### Document extract

The decision to hold a public, televised player auction for the fourth season of the Indian Premier League (IPL) was presumably designed to create some positive publicity for a league for whom 2010 was something of an annus horribilis. As in 2008, television news channels fawned over the immense sums spent, while the auction itself contained much more suspense and drama than an IPL match. Yet the auction was profoundly illuminating about the true nature of the IPL as a sports league and as a business. It gave the lie to the claims often made by franchise owners and BCCI alike of the desire to create a world-class sports product in India, and illustrated some much more fundamental truths about the society in which the IPL operates.
In recent decades, the notion that players should be paid according to their abilities or achievements has become an essential characteristic of any self-respecting professional sport. The IPL franchises, however, were above such petty sporting and business logic. Robin Uthappa and Irfan Pathan, no part of India’s plans, sold for a combined $4 million, while the Ashes-winning bowlers Graeme Swann and James Anderson were unsold, as was the destructive West Indian batsman Chris Gayle, who had turned down a central contract precisely so that he could play in the IPL. Gautam Gambhir, not known for his Twenty20 prowess, fetched a scarcely credible $2.4 million. Most absurdly of all, the Royal Challengers Bangalore spent $1.6 million on the young left-hander Saurabh Tiwary: roughly the combined amount the same team paid for A B de Villiers — perhaps the best limited-overs cricketer in the world at present — and New Zealand captain Daniel Vettori. This was the cricketing equivalent of owner Vijay Mallya paying more for a bottle of McDowell’s No. 1 than for a pair of vintage single malts.

### Supplied information
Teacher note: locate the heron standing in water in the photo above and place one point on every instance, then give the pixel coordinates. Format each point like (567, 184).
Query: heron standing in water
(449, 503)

### Direction 1
In the IPL auction piece, how much did Gautam Gambhir fetch?
### Direction 2
Extend the IPL auction piece onward from its final sentence.
The material after the text can be left aside.

### Task answer 1
$2.4 million.

### Task answer 2
This discrimination on the basis of nationality has no parallel in the European and American sports leagues that the IPL allegedly seeks to emulate. The German basketball player Dirk Nowitzki earns just as much in the NBA as his American peer LeBron James. The Argentine Lionel Messi is the best-paid footballer in Spain. Surely it ought to be axiomatic that in professional franchise-based sport, pay should be based on performance, not citizenship? It is so everywhere other than the IPL. When county cricket in England witnessed an invasion of top foreign talent in the 1960s and 1970s, the foreigners were actually better paid than the locals — because they simply played better cricket.
The pay divide between Indians and foreigners, by creating a system of virtual economic apartheid, is certain to be destructive of team unity and morale. There can be no cricketing argument to be made for it. The franchises’ behaviour is reflective of the fact that they do not put winning or the quality of cricket first. I suspect that their rationale is the (misplaced) belief that Indian players, irrespective of quality, are more popular with fans, and that the best way to enhance the brand value of a franchise is to make “superstars” out of young Indian cricketers. But sports fans respond to genuine ability and to star quality; Indian fans have often reserved genuine affection for foreign cricketers who possessed these traits, such as the West Indians of the 1980s. Moreover, the idea that the IPL would transform young Indians into superstars ought to have been exploded by past experience.
The notable cautionary tale is that of Ishant Sharma, who showed promise on tour in Australia three years ago and was then subject to a frenzied IPL bidding war. Far from capitalising on that promise, the IPL is widely blamed for the subsequent decline in his performances. Ishant, who was paid $114,000 for every wicket he took in the IPL’s first three seasons, fetched only half his original price this time. Yet IPL franchises failed to apply the lessons they ought to have learned from his case.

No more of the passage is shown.